▶ **Task**:
Rewrite these lines with every "dot" changed to "marker", keeping everything else the same and leaving out the pictures.

▼▼▼

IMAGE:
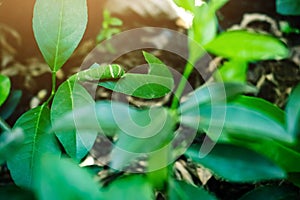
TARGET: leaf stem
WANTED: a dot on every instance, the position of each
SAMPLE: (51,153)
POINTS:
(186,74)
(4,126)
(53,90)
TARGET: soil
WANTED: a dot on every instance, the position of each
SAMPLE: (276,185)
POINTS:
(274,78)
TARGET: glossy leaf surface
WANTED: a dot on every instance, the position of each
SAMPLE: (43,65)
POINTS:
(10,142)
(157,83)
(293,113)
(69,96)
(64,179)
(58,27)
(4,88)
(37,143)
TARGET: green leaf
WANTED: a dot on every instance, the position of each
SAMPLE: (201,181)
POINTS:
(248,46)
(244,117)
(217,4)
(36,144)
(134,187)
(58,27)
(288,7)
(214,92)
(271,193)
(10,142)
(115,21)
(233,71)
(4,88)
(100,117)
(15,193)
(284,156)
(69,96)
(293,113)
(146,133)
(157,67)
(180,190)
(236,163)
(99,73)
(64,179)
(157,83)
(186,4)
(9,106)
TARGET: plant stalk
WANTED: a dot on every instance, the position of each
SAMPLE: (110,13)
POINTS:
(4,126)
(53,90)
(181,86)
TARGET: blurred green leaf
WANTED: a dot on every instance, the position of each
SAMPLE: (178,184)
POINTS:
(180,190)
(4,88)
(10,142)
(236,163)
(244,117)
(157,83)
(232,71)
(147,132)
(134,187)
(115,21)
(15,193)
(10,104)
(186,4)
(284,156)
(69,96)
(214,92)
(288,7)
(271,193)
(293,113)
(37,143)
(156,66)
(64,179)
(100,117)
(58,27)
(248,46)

▲▲▲

▶ **Solution to this task**:
IMAGE:
TARGET: leaf stem
WANTED: a marker on every instance, the position of each
SAMPLE: (51,153)
POINTS:
(186,74)
(4,126)
(53,90)
TARGET: soil
WANTED: a marker on every instance, the position of each
SAMPLE: (276,185)
POINTS:
(274,78)
TARGET: glossy leaf surface
WANTED: a marker on every instance, the position of each
SAMPLE: (43,65)
POINTS:
(10,142)
(157,83)
(293,113)
(69,96)
(64,179)
(58,27)
(4,88)
(37,143)
TARGET: green leaf
WANTED: a marker on every instance, the position of each
SAMPLE: (201,181)
POINTS:
(248,46)
(244,117)
(217,4)
(36,144)
(134,187)
(58,27)
(288,7)
(214,92)
(271,193)
(10,142)
(115,21)
(233,71)
(4,88)
(100,117)
(15,193)
(284,156)
(69,96)
(293,113)
(146,133)
(157,67)
(180,190)
(236,163)
(99,73)
(64,179)
(157,83)
(186,4)
(9,106)
TARGET: plant stalk
WANTED: a marker on every instance, the position of each
SAMPLE: (110,13)
POINTS:
(4,126)
(53,90)
(181,86)
TARGET: blurred green leaf
WANTED: a marker on every instance, the position of each
SAMPLE: (178,184)
POINTS:
(180,190)
(4,88)
(10,142)
(236,163)
(244,117)
(157,83)
(232,71)
(147,132)
(134,187)
(115,21)
(15,193)
(10,104)
(186,4)
(284,156)
(69,96)
(214,92)
(288,7)
(271,193)
(293,113)
(37,143)
(156,66)
(64,179)
(100,117)
(58,27)
(248,46)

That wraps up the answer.